▶ _Written problem 1_
Please reproduce the FX treasury passage below in full, word for word.

** Begin Given text **

Treasury’s role within the enterprise expanded significantly, with expectations rising for the function to inform pricing strategy, margin impacts, competitive dynamics, cross-border planning and earnings sensitivity. Expectations rose not just for accuracy but for insight, with treasury teams expected to forecast, explain and influence the business impact of currency movement.
Meeting these demands required deeper analytics, more reliable data and tighter integration with systems across finance and the broader business that legacy workflows and systems couldn’t consistently deliver.
3. Corner-case complexity became too expensive to handle manually.
Every organization has its own exposure patterns, hedge policies, intercompany flows, accounting treatments and market dynamics. The “80% solution” offered by ERP and TMS platforms could handle the baseline, but couldn’t support the nuanced modeling required for modern FX decisions.
ECM platforms are built for configurability, not standardization, making them uniquely suited for FX. That configurability reflects the reality that no two FX programs behave the same once timing differences, intercompany workflows and market dynamics are taken into account. The workarounds required to compensate (spreadsheets, manual overrides, one-off models) became costly, inconsistent and increasingly unsustainable as complexity grew.
4. Modern connectivity enabled new levels of integration.
Modern ECM platforms are designed to integrate with ERP, TMS, data providers, planning systems, trading platforms and reporting tools using a range of secure connection methods, without the heavy customization historically required.
This made it possible to connect exposure, strategy, execution and accounting into a single, cohesive workflow—something that previously required extensive custom development or manual effort. For the first time, treasury teams could build a seamless FX lifecycle and operate with faster, more consistent insight across systems.
Where does AtlasFX fit in the modern FX tech stack?
AtlasFX represents the type of ECM solution that gained traction in 2025. It is built for configurability, deep exposure analytics and partnership-driven deployment. While not the only ECM platform in the market, it is by far the most comprehensive, and exemplifies the specialized approach the industry is moving toward.

** End Given text **

▶ _Written problem 2_
List every line in the rows below that contains the string "white". Case matters.

** Begin The records **

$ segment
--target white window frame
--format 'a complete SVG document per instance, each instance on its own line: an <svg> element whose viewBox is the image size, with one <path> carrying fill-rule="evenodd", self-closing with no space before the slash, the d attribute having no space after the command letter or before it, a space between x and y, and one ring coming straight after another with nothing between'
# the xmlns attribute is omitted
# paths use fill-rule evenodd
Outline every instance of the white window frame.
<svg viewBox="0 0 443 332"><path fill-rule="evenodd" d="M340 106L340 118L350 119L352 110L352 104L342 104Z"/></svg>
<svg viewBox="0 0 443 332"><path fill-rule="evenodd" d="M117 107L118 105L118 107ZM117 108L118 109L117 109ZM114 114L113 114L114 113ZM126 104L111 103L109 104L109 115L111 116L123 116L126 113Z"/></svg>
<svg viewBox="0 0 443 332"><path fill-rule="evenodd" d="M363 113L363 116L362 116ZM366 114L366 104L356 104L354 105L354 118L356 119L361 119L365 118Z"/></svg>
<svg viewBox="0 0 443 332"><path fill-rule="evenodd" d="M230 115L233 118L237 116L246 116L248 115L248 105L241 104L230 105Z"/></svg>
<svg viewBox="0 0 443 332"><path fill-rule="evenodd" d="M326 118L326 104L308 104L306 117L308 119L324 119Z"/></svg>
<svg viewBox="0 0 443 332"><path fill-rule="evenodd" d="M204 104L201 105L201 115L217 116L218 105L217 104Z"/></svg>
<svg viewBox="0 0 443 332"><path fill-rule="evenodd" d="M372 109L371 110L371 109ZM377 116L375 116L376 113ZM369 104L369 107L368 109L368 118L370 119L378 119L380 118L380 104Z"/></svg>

** End The records **

▶ _Task result 1_
Treasury’s role within the enterprise expanded significantly, with expectations rising for the function to inform pricing strategy, margin impacts, competitive dynamics, cross-border planning and earnings sensitivity. Expectations rose not just for accuracy but for insight, with treasury teams expected to forecast, explain and influence the business impact of currency movement.
Meeting these demands required deeper analytics, more reliable data and tighter integration with systems across finance and the broader business that legacy workflows and systems couldn’t consistently deliver.
3. Corner-case complexity became too expensive to handle manually.
Every organization has its own exposure patterns, hedge policies, intercompany flows, accounting treatments and market dynamics. The “80% solution” offered by ERP and TMS platforms could handle the baseline, but couldn’t support the nuanced modeling required for modern FX decisions.
ECM platforms are built for configurability, not standardization, making them uniquely suited for FX. That configurability reflects the reality that no two FX programs behave the same once timing differences, intercompany workflows and market dynamics are taken into account. The workarounds required to compensate (spreadsheets, manual overrides, one-off models) became costly, inconsistent and increasingly unsustainable as complexity grew.
4. Modern connectivity enabled new levels of integration.
Modern ECM platforms are designed to integrate with ERP, TMS, data providers, planning systems, trading platforms and reporting tools using a range of secure connection methods, without the heavy customization historically required.
This made it possible to connect exposure, strategy, execution and accounting into a single, cohesive workflow—something that previously required extensive custom development or manual effort. For the first time, treasury teams could build a seamless FX lifecycle and operate with faster, more consistent insight across systems.
Where does AtlasFX fit in the modern FX tech stack?
AtlasFX represents the type of ECM solution that gained traction in 2025. It is built for configurability, deep exposure analytics and partnership-driven deployment. While not the only ECM platform in the market, it is by far the most comprehensive, and exemplifies the specialized approach the industry is moving toward.

▶ _Task result 2_
--target white window frame
Outline every instance of the white window frame.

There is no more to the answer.